(Activity) For the records below, give the number of lines in which "towel" appears, and add nothing else.

(Material for this task)
- - - -

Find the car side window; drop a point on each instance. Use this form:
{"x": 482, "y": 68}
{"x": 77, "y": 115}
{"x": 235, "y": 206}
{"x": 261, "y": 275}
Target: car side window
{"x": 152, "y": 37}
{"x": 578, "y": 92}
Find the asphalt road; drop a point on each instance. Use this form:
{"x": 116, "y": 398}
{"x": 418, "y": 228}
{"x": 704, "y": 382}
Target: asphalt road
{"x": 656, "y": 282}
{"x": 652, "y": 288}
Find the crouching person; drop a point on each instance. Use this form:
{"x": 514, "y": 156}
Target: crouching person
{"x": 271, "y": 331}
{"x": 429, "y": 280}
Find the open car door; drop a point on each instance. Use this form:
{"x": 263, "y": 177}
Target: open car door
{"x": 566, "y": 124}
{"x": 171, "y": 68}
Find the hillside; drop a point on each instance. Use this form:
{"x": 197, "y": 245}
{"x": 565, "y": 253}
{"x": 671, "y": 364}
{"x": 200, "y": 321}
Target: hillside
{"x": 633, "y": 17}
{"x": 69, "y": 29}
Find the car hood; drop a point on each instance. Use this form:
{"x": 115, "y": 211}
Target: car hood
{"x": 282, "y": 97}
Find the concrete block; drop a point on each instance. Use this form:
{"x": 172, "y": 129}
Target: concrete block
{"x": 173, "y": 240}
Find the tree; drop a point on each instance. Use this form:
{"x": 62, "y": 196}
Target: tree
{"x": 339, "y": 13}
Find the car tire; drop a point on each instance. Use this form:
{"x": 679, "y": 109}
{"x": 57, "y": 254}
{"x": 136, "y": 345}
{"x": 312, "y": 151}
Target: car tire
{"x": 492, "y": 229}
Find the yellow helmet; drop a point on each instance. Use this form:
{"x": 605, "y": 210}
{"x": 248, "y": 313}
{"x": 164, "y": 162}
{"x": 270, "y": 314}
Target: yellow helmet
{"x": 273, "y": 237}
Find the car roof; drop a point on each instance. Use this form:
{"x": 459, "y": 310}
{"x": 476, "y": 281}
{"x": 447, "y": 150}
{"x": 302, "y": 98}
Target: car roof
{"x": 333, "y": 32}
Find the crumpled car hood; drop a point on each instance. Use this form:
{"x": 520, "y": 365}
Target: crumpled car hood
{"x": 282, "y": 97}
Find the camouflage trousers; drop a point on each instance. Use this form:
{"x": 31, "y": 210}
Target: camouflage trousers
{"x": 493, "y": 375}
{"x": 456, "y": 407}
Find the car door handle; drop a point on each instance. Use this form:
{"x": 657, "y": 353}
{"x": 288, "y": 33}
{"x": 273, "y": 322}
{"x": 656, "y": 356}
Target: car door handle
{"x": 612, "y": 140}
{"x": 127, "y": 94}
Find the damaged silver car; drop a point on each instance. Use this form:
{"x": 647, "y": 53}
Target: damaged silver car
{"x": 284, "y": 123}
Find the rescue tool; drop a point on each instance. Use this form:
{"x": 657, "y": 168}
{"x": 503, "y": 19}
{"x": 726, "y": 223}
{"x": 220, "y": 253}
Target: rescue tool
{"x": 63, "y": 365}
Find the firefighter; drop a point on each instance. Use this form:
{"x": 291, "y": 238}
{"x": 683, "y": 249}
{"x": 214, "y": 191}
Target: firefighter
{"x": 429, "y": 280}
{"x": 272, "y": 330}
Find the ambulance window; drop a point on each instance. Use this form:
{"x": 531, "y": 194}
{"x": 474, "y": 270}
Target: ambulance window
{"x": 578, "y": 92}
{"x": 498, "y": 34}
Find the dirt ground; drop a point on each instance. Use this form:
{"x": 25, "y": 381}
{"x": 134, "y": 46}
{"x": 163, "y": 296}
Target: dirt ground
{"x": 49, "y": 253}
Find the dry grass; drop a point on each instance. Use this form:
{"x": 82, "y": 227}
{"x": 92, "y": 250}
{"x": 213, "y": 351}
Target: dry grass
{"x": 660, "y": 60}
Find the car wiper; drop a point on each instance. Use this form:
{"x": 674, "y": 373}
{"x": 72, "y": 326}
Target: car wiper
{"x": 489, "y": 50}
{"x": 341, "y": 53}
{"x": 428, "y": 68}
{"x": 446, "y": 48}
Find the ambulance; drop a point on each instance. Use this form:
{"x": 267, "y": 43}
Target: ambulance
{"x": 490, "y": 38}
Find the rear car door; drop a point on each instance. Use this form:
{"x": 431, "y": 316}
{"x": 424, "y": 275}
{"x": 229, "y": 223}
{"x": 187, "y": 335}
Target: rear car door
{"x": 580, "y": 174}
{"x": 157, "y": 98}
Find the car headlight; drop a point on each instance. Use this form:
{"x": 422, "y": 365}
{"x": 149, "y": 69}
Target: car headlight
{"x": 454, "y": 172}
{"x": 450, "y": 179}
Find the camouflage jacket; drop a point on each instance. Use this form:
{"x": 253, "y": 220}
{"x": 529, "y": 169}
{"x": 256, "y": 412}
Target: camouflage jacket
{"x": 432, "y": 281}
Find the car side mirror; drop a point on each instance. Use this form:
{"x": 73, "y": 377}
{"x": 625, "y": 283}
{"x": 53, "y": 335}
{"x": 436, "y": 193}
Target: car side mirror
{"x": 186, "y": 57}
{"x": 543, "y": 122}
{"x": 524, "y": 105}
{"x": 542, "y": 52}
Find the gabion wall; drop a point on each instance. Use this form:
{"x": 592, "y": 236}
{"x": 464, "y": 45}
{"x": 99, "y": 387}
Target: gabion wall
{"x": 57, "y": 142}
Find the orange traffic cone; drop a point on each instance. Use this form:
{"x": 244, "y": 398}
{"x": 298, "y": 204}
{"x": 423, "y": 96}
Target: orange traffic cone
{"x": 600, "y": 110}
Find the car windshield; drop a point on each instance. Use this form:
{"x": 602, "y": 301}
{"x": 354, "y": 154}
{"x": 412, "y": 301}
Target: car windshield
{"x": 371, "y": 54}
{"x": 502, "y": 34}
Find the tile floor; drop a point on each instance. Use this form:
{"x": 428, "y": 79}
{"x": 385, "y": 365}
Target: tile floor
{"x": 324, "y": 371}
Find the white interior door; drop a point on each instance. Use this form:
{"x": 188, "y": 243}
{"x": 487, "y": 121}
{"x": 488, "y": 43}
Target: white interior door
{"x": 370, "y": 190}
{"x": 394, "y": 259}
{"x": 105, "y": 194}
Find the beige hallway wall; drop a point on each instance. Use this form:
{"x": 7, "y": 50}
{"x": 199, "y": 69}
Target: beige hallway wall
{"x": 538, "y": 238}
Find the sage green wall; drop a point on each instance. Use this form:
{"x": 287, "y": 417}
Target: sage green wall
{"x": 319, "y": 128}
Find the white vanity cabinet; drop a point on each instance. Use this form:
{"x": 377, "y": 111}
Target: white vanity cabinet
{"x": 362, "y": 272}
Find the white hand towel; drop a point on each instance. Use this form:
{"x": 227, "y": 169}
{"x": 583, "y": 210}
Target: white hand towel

- - - -

(Exercise output) 2